Extract to read.
__________________________________________________

World strife. What's next? Are you ready? We are!
KINGSTON, NY, 26 April 2017—Across the nation and around the world, explosive geopolitical and economic trends are erupting.
Within days, the United States launched a massive missile strike against Syria, dropped the "mother of all bombs" on Afghanistan, incited global concern of nuclear war with North Korea and announced new military operations in Somalia. And now the US claims Iran threatens Israel with ballistic missiles and warns of reprisal.
From South Africa to Venezuela, massive demonstrations against ruling leaders are escalating, while Turkey's latest constitutional referendum strikes fears of dictatorial rule.
There's more: Brexit worries across the eurozone, massive anti-government demonstrations in Romania, the Ukraine war tinderbox, and China retaliating against the US-installed THAD missile system in South Korea by restricting trade.
On the economic front, the International Monetary Fund warns that a "sword of protectionism" hangs over world trade. Will the great Trump rally - based on expectations of lower taxes, less regulation, massive infrastructure development and job creation - sharply reverse if those expectations fall short?
While consumer confidence in the US has hit a decade high, consumers are not putting their money where their mouths are. In March, restaurants' same-store sales were down 1.1 percent while traffic dropped 3.4 percent year over year.
Overall retail sales fell for the second straight month, driven down in large part by declining auto sales, sparking fears of an auto subprime-loan meltdown that we have long forecast. Spending on vehicles and parts has fallen for three straight months, the longest streak of decline since the Panic of '08. Last March, retail sales spiked 5.2 percent. This year, they were down 0.1 percent.

__________________________________________________

Instructions.
a) Answer these questions about the article on world strife and economic trends:
(i) Which country does the United States claim threatens Israel with ballistic missiles?
(ii) By what percentage did restaurants' same-store sales fall in March?
(iii) Which organization warns that a "sword of protectionism" hangs over world trade?
b) Recast the paragraph of the article on world strife and economic trends that begins "Overall retail sales fell" as a bulleted list, keeping its main facts.
c) Proceed with the article on world strife and economic trends from the point at which it stops.

Data records.
__________________________________________________

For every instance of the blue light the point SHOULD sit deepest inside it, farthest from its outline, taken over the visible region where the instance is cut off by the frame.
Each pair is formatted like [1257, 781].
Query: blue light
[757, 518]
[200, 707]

__________________________________________________

Answers for this exercise.
a)
(i) Iran.
(ii) 1.1 percent.
(iii) The International Monetary Fund.

b)
- Overall retail sales fell for the second straight month, largely because of declining auto sales.
- This decline has sparked fears of an auto subprime-loan meltdown, which the writers say they have long forecast.
- Spending on vehicles and parts has fallen for three straight months, the longest decline since the Panic of '08.
- Retail sales rose 5.2 percent last March but fell 0.1 percent this year.

c)
Indeed, with student debt soaring beyond $1.3 trillion, consumer debt on credit cards spiking 6.2 percent year to date and wages stagnant, financial facts, not confidence levels, will determine the health of the economy.
In addition, industrial and commercial loans are slowing, up just 2.8 percent in March compared to average growth over the last two years of 10 percent. Commercial real-estate lending by banks and insurance companies declined 3 percent in 2016 with most of the decline occurring in the fourth quarter.
Investors are now rethinking risk.
Although global stock markets gained strength following the French elections, signs of concern that US markets are overvalued were evident. In just one week, investors withdrew $14.5 billion from US equity funds. That was the largest outflow in 82 weeks.
The lack of broad economic growth is reflected in how just 10 stocks, mostly technology-oriented, fueled 53 percent of Standard & Poor's gains this year. And, while the Nasdaq index spiked above 6,000, some 40 percent of the index is being driven by just five companies.
TREND FORECAST: As we say at the Trends Research Institute, when all else fails, they take you to war. The subprime auto-loan bomb is ready to explode. Flashing warning signs are signaling a major equity-market reversal. Should cold war threats escalate into actual war or should terror strike, stock markets will tank and gold prices will soar.